Problem statement ▸ Rewrite the items from the start through the line containing "<point>261,301</point>", swapping every "Target" for "Label" and leaving the rest untouched.

>> Begin Extracted information

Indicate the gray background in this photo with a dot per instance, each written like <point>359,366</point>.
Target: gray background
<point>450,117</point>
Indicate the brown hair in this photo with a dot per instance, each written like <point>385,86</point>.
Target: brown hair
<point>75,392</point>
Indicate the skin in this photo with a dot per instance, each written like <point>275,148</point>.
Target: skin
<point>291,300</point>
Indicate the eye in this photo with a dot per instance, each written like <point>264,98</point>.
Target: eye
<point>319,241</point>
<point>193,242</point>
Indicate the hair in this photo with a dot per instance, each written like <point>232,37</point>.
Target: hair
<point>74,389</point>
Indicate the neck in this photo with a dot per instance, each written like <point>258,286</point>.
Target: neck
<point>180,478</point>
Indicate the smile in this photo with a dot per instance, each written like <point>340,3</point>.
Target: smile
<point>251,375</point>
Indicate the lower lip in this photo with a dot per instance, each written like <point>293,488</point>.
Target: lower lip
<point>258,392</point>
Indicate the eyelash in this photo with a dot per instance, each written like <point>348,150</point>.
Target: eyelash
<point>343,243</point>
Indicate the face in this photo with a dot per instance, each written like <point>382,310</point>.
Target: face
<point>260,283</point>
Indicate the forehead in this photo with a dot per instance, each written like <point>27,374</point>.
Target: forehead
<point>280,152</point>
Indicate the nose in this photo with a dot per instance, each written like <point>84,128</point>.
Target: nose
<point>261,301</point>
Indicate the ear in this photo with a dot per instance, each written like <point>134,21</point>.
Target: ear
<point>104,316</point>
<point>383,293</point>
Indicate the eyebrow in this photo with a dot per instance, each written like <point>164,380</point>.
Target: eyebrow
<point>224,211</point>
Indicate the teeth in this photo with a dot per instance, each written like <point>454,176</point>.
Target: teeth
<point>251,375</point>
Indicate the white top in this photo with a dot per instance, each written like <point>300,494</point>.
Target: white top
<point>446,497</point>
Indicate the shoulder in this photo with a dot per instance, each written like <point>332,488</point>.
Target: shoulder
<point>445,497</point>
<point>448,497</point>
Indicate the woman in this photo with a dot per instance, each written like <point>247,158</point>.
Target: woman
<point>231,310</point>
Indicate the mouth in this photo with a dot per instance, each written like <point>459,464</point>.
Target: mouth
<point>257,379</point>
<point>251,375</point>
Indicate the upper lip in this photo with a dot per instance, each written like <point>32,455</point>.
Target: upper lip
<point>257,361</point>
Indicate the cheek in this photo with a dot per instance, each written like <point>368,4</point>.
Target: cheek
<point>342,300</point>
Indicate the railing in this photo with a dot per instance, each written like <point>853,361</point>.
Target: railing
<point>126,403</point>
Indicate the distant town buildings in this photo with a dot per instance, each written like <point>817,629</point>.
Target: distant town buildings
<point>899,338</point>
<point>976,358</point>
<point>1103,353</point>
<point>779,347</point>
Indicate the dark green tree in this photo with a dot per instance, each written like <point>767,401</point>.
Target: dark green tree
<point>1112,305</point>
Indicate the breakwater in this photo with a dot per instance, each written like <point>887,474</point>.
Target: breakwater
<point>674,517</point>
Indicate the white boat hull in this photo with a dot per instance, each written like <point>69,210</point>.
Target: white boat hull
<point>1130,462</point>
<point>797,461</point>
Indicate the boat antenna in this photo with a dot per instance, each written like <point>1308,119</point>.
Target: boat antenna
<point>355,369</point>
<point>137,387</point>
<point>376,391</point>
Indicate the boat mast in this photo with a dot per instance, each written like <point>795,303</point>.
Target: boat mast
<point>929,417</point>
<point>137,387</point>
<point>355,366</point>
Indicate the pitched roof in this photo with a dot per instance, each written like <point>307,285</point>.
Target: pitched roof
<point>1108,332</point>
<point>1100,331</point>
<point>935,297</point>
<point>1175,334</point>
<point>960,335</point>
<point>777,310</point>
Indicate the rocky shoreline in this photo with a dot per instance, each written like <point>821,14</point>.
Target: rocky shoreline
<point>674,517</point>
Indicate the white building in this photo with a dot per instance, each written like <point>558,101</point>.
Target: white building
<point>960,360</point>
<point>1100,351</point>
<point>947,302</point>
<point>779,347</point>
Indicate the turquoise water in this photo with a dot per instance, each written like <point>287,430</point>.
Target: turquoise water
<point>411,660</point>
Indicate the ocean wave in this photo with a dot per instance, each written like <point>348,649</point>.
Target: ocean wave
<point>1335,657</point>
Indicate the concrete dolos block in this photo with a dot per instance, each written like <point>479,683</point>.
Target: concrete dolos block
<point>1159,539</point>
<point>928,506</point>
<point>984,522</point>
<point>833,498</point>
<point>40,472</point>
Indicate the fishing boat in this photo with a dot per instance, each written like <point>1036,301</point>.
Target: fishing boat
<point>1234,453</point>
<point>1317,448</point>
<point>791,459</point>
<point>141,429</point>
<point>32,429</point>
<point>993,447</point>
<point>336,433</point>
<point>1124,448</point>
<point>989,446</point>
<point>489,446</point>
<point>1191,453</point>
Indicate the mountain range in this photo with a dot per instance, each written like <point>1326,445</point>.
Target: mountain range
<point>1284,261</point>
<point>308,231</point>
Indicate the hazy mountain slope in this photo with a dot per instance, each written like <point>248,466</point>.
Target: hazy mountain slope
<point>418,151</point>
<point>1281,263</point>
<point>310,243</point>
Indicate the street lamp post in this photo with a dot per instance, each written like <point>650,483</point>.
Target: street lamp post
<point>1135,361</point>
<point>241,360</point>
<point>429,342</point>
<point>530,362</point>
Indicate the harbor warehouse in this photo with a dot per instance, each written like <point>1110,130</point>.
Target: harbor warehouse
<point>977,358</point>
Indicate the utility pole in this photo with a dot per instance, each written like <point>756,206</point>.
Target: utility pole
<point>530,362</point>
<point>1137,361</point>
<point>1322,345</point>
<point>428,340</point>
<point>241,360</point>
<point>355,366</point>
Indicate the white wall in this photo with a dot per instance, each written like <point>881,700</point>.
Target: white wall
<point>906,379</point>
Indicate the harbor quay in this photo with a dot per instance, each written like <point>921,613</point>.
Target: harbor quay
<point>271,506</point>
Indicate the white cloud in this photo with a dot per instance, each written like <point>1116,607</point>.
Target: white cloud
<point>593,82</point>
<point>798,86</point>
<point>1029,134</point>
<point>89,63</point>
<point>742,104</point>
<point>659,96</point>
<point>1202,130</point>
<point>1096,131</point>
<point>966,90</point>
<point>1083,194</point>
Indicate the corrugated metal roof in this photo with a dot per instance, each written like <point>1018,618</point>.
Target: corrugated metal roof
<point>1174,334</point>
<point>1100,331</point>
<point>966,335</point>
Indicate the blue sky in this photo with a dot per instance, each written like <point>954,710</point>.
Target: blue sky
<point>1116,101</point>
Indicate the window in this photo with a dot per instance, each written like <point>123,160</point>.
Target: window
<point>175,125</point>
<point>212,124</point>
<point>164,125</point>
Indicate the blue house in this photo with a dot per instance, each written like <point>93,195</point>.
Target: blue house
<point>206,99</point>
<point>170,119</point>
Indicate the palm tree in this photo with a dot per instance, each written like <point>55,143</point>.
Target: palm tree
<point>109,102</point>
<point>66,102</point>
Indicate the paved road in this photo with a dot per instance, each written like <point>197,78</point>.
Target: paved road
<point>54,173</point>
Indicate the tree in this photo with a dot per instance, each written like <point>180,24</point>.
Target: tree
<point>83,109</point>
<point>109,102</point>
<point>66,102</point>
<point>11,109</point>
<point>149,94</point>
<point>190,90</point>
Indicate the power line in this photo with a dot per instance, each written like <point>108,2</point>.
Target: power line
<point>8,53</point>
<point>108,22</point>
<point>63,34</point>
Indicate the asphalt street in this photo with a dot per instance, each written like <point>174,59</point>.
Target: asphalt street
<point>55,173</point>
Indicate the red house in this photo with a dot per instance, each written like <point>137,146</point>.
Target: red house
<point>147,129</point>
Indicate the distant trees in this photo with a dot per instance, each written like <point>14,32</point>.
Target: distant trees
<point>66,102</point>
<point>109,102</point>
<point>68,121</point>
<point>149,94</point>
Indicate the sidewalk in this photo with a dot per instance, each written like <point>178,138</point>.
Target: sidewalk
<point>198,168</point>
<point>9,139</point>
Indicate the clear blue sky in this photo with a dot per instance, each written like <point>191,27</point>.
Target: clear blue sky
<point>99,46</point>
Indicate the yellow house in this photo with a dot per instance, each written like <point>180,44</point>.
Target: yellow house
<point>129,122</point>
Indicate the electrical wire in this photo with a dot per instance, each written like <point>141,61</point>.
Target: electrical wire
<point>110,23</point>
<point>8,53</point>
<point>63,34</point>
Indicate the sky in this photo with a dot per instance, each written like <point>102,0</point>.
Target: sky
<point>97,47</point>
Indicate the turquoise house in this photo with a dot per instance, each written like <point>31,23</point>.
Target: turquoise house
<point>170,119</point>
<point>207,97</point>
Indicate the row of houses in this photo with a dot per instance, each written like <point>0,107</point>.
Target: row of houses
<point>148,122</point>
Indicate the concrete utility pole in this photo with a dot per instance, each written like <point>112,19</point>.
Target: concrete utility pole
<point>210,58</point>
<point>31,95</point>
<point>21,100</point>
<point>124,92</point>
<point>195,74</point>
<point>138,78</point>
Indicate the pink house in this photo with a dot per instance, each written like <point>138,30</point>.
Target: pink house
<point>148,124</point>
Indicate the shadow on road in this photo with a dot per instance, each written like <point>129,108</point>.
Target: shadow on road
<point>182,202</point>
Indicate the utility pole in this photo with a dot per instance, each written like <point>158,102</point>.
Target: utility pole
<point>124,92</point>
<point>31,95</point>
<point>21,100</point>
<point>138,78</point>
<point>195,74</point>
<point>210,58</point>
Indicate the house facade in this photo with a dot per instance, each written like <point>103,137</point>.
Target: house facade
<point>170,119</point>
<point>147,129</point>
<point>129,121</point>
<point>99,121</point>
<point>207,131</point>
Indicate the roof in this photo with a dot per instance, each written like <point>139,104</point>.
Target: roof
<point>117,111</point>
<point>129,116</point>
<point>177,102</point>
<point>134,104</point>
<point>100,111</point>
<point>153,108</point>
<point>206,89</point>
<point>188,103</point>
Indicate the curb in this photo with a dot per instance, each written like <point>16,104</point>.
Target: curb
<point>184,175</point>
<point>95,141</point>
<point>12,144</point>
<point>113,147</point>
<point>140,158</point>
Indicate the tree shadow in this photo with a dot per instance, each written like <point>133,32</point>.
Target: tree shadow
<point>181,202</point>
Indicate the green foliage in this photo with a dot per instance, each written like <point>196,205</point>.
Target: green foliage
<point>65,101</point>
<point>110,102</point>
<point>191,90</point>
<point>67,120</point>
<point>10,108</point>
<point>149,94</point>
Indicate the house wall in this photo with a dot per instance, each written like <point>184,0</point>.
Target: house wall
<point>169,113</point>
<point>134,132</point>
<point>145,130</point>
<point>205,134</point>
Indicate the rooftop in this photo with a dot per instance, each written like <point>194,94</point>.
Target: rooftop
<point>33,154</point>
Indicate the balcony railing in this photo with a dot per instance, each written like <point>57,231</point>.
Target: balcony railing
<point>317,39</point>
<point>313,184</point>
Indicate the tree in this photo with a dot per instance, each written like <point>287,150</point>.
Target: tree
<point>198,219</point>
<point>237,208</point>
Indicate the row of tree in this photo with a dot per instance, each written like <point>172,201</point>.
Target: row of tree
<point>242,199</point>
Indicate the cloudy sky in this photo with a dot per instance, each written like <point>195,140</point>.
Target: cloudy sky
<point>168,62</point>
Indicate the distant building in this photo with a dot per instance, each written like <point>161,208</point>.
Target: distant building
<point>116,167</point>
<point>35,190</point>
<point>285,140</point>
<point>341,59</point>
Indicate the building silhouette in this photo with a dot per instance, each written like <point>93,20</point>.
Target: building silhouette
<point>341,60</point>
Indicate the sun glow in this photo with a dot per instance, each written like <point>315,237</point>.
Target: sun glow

>> End Extracted information

Complete response ▸
Indicate the gray background in this photo with a dot per instance, each written like <point>359,366</point>.
Label: gray background
<point>450,117</point>
Indicate the brown hair in this photo with a dot per instance, each written like <point>385,86</point>.
Label: brown hair
<point>75,392</point>
Indicate the skin in this photo with a dot per instance, each written like <point>275,148</point>.
Label: skin
<point>291,300</point>
Indicate the eye in this photo with a dot per instance, each written like <point>264,98</point>.
Label: eye
<point>319,241</point>
<point>193,242</point>
Indicate the hair in this photo with a dot per instance, each written like <point>232,37</point>.
Label: hair
<point>74,389</point>
Indicate the neck in this photo with a dot per instance, each written like <point>258,286</point>.
Label: neck
<point>180,478</point>
Indicate the smile in this photo with a dot per instance, each written like <point>340,3</point>.
Label: smile
<point>251,375</point>
Indicate the lower lip in this photo with a dot per instance, each written like <point>293,488</point>.
Label: lower lip
<point>258,392</point>
Indicate the eyelash in this photo with a dot per instance, each written like <point>348,150</point>.
Label: eyelash
<point>343,243</point>
Indicate the face in this photo with a dot per instance, each written like <point>382,310</point>.
Label: face
<point>260,283</point>
Indicate the forehead in this photo with a dot per instance, each written like <point>27,374</point>.
Label: forehead
<point>280,152</point>
Indicate the nose in this photo with a dot per instance, each written like <point>84,128</point>.
Label: nose
<point>261,301</point>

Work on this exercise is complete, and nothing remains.